# [WORK INSTRUCTION]
The response should consist of every record, reproduced exactly.

Extracted records:
········

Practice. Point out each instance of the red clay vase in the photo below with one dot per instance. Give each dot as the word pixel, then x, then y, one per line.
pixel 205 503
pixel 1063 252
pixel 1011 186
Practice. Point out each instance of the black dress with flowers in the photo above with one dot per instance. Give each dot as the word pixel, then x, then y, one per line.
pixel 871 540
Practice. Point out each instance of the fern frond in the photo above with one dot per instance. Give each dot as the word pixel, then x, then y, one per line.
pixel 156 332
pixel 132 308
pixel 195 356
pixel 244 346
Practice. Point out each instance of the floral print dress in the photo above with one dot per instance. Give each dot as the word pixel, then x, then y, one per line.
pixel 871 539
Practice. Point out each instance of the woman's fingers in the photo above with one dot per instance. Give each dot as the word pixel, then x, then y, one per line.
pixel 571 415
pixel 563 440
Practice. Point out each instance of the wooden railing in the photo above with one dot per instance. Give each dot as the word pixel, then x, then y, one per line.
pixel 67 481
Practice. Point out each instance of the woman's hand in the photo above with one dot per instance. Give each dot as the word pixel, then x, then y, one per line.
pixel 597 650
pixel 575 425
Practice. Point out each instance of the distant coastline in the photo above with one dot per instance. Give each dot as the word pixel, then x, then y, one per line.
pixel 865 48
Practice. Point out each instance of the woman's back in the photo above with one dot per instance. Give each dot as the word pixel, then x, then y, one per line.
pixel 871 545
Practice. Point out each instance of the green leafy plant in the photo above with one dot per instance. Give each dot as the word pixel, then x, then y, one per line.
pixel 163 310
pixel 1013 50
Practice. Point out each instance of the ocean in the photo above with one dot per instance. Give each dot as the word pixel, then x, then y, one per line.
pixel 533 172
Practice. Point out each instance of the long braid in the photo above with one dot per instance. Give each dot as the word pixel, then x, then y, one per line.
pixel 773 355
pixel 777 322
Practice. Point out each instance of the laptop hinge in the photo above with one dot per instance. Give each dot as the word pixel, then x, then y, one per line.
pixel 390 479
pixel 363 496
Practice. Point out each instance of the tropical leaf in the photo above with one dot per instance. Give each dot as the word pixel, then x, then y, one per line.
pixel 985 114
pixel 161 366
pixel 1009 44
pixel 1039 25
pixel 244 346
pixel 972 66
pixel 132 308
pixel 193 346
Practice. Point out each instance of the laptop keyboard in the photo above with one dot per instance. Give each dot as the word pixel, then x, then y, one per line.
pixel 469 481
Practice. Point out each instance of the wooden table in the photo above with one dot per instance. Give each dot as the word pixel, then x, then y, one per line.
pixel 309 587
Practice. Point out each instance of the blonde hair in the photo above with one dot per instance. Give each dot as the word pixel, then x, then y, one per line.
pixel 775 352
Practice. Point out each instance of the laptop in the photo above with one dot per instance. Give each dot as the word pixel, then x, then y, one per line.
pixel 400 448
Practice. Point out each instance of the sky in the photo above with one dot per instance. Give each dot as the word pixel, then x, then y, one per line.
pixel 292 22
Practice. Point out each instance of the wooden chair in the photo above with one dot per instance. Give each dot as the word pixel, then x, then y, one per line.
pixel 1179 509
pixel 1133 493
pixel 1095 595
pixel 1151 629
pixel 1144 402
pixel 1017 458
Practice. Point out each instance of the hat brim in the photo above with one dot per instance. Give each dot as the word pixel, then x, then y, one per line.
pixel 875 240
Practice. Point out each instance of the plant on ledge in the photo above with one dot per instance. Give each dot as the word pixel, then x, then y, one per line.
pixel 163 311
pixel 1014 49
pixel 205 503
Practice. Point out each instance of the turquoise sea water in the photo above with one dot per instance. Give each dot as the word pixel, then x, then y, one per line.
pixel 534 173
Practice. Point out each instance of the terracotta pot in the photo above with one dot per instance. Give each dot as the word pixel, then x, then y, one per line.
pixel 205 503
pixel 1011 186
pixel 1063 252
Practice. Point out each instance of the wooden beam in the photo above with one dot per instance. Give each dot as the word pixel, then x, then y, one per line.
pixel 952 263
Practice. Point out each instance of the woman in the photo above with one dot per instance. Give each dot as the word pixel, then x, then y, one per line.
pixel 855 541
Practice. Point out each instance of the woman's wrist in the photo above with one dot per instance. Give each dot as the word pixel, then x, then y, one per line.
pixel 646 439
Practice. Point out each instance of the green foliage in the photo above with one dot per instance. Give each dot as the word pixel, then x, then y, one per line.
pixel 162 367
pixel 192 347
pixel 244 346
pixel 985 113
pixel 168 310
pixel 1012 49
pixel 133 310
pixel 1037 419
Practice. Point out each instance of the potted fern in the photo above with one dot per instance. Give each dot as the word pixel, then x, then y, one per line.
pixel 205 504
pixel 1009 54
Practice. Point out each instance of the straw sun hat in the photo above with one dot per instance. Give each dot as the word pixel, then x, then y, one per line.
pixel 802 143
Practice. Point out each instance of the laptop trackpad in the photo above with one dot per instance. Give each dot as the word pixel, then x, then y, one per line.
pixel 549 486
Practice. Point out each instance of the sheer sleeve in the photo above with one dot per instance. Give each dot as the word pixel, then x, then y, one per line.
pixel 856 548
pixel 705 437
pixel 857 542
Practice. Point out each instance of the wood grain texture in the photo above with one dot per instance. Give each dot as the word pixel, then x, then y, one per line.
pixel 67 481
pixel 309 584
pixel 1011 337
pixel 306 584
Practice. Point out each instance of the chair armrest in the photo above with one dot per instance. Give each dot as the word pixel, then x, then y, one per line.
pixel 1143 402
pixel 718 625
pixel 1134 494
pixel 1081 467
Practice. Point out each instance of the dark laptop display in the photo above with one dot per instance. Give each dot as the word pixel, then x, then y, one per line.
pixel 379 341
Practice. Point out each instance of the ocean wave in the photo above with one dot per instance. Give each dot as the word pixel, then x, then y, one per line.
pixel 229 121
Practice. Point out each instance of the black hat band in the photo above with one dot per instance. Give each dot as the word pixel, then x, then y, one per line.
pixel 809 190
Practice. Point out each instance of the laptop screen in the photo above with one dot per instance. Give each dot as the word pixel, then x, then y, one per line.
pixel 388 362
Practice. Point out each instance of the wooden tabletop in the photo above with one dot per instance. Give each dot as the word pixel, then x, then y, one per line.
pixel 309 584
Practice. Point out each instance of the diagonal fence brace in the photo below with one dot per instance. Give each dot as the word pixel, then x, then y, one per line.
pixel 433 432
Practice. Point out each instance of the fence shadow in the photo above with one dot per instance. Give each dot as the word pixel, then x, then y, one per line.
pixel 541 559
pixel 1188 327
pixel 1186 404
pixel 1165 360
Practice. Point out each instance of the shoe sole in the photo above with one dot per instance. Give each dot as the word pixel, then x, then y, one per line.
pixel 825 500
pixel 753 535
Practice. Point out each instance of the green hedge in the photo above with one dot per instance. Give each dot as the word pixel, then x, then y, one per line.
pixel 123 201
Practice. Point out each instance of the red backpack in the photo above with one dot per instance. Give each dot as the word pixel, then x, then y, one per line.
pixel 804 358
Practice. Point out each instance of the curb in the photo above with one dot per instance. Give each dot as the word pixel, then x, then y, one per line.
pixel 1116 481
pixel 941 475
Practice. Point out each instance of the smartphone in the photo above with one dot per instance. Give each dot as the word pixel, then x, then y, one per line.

········

# [FINISHED TASK]
Practice. Point out each instance of the red clay vase in the photo below with one dot per instance. Give each dot as the word pixel, then x, then y, one per line.
pixel 205 503
pixel 1063 252
pixel 1011 186
Practice. Point out each instance of the black dress with flowers in the photo above with one dot per instance. Give each dot as the word pixel, then x, then y, one per line.
pixel 871 540
Practice. Point out each instance of the fern frond in the photo above with one dot per instance. Give each dot as the word pixel, then x, then y, one per line.
pixel 156 332
pixel 132 308
pixel 195 356
pixel 244 346
Practice. Point out each instance of the floral print dress in the photo above with one dot per instance. Give each dot as the word pixel, then x, then y, one per line.
pixel 871 539
Practice. Point out each instance of the woman's fingers in the photo above with one dot per instance. Give each dot as the word pixel, then x, then y, one per line.
pixel 571 415
pixel 563 440
Practice. Point out each instance of the wooden railing in the photo above with one dot per instance. Give each dot as the word pixel, then x, then y, one per line.
pixel 67 481
Practice. Point out each instance of the woman's hand in the photo above with one dot per instance. Give each dot as the word pixel, then x, then y, one per line.
pixel 597 650
pixel 575 425
Practice. Point out each instance of the distant coastline in the photo above with one dot per instance. Give each dot as the word pixel, then x, then y, one per line.
pixel 865 48
Practice. Point out each instance of the woman's back in the photo above with one dot per instance. Give each dot as the word pixel, then x, then y, one per line.
pixel 871 545
Practice. Point out each instance of the green leafy plant in the photo above with one dot per instance. Give each dot as the word pixel, then x, then y, one per line.
pixel 163 310
pixel 1013 50
Practice. Point out each instance of the ocean in the photo above with one dot per instance. Give each dot as the word pixel, then x, then y, one per line.
pixel 533 172
Practice. Point out each instance of the long braid in the photo above with one dot per instance. Give each dot as the word pixel, then x, then y, one per line.
pixel 773 355
pixel 777 322
Practice. Point out each instance of the laptop hinge in the photo above with one dot per instance. Give each dot as the word pixel, then x, then y, one per line.
pixel 390 479
pixel 363 496
Practice. Point out each instance of the tropical leaf in the photo above with one dot per instance. Give each dot as the word pixel, then x, then y, one per line.
pixel 985 114
pixel 161 366
pixel 1009 44
pixel 1039 25
pixel 244 346
pixel 972 66
pixel 132 308
pixel 193 346
Practice. Point out each instance of the laptop keyboard in the photo above with one dot per instance. Give each dot as the word pixel, then x, then y, one per line.
pixel 469 481
Practice. Point out each instance of the wooden table in the photo above with one dot per instance. Give each dot as the word pixel, then x, then y, one per line.
pixel 309 587
Practice. Point out each instance of the blonde hair in the photo above with one dot per instance. Give each dot as the word pixel, then x, then y, one per line.
pixel 775 352
Practice. Point out each instance of the laptop in the photo above with one dot per instance. Give each dot as the word pixel, then x, then y, one per line.
pixel 400 448
Practice. Point out each instance of the sky in the photo above with one dot per instance. Give each dot as the word pixel, then x, then y, one per line.
pixel 292 22
Practice. Point out each instance of the wooden chair in the photo above with one dot per instance. Give each dot as the word pixel, then x, then y, one per line.
pixel 1179 509
pixel 1133 493
pixel 1095 595
pixel 1151 629
pixel 1144 402
pixel 1017 458
Practice. Point out each instance of the hat brim in the photo above with one dot per instance. Give each dot as the word pixel, then x, then y, one per line.
pixel 875 240
Practice. Point out each instance of the plant on ledge in the photo above with one dot per instance. Give each dot as the word pixel, then x, then y, one per line.
pixel 163 311
pixel 1014 49
pixel 205 503
Practice. Point out each instance of the turquoise sea water in the photo above with one dot per instance. Give each dot as the word pixel, then x, then y, one per line.
pixel 534 173
Practice. Point out each instance of the terracotta pot in the photo above with one dot per instance. Give each dot as the word pixel, then x, then y, one per line.
pixel 205 503
pixel 1011 186
pixel 1063 252
Practice. Point out each instance of the wooden beam in the photo above with one dot per instance. Give each dot as the word pixel, then x, then y, one per line.
pixel 952 263
Practice. Point out each instance of the woman in the photo above with one dot per instance. Give each dot as the word pixel, then x, then y, one per line.
pixel 855 541
Practice. Point out each instance of the woman's wrist in the photo above with one dot per instance. Give each dot as the word pixel, then x, then y, one per line.
pixel 646 439
Practice. Point out each instance of the green foliage in the photo above with one dot per instance. Give each dot as the word pixel, then x, then y, one per line.
pixel 162 367
pixel 192 347
pixel 244 346
pixel 985 113
pixel 168 310
pixel 1012 49
pixel 133 310
pixel 1037 419
Practice. Point out each instance of the potted fern in the photo above with one dot per instance. Give each dot as the word pixel, then x, then y, one per line.
pixel 205 504
pixel 1009 54
Practice. Point out each instance of the straw sun hat in the photo above with one dot per instance. Give each dot as the word pixel, then x, then y, one per line.
pixel 802 143
Practice. Point out each instance of the laptop trackpad in the photo above with one dot per instance. Give each dot as the word pixel, then x, then y, one per line.
pixel 549 486
Practice. Point out each instance of the sheer sleeve in the photo above with one dot per instance. Give each dot as the word pixel, then x, then y, one per line.
pixel 856 548
pixel 705 437
pixel 857 542
Practice. Point out each instance of the wood grain texture in the photo above with one dot per instance. Give each dot as the word pixel, then x, then y, one per line.
pixel 67 481
pixel 309 584
pixel 1011 337
pixel 306 584
Practice. Point out each instance of the chair armrest in the photo above with one dot per instance. Give each dot as the word pixel, then x, then y, one per line.
pixel 1143 402
pixel 718 625
pixel 1134 494
pixel 1081 467
Practice. Point out each instance of the dark laptop display in the photo above with one dot per instance. Give each dot as the word pixel, then x, then y, one per line.
pixel 379 341
Practice. Point out each instance of the ocean wave in the photo above with one dot per instance. Give each dot as the word pixel, then x, then y, one per line.
pixel 229 121
Practice. Point out each instance of the black hat band in the photo above with one dot per instance. Give each dot as the word pixel, then x, then y, one per line.
pixel 809 190
Practice. Point out each instance of the laptop screen in the photo above with one dot per instance. Give each dot as the word pixel, then x, then y, one per line.
pixel 388 362
Practice. Point out each instance of the wooden tabletop in the photo above with one dot per instance. Give each dot as the word pixel, then x, then y, one per line.
pixel 309 584
Practice. Point out each instance of the diagonal fence brace in the photo below with one dot per instance. Give each dot as the word pixel, then x, then y, one per line.
pixel 433 432
Practice. Point out each instance of the fence shadow in the photo above with one dot per instance. Give each dot as the word pixel, then x, then y, one per line.
pixel 541 559
pixel 1188 327
pixel 1186 404
pixel 1165 360
Practice. Point out each instance of the shoe sole in the photo above with one dot per instance. Give each dot as the word pixel, then x, then y, one per line.
pixel 825 500
pixel 753 535
Practice. Point out each instance of the green hedge in the photo above with one dot per instance. Give each dot as the word pixel, then x, then y, one per line.
pixel 123 201
Practice. Point out each instance of the red backpack in the photo above with one dot per instance. Give each dot as the word pixel, then x, then y, one per line.
pixel 804 358
Practice. Point out each instance of the curb in the photo above with one dot per instance. Give each dot as the word pixel, then x, then y, one per line.
pixel 1116 481
pixel 941 475
Practice. Point out each instance of the smartphone in the photo above with one dot per instance. Give each dot as the word pixel, then x, then y, one per line.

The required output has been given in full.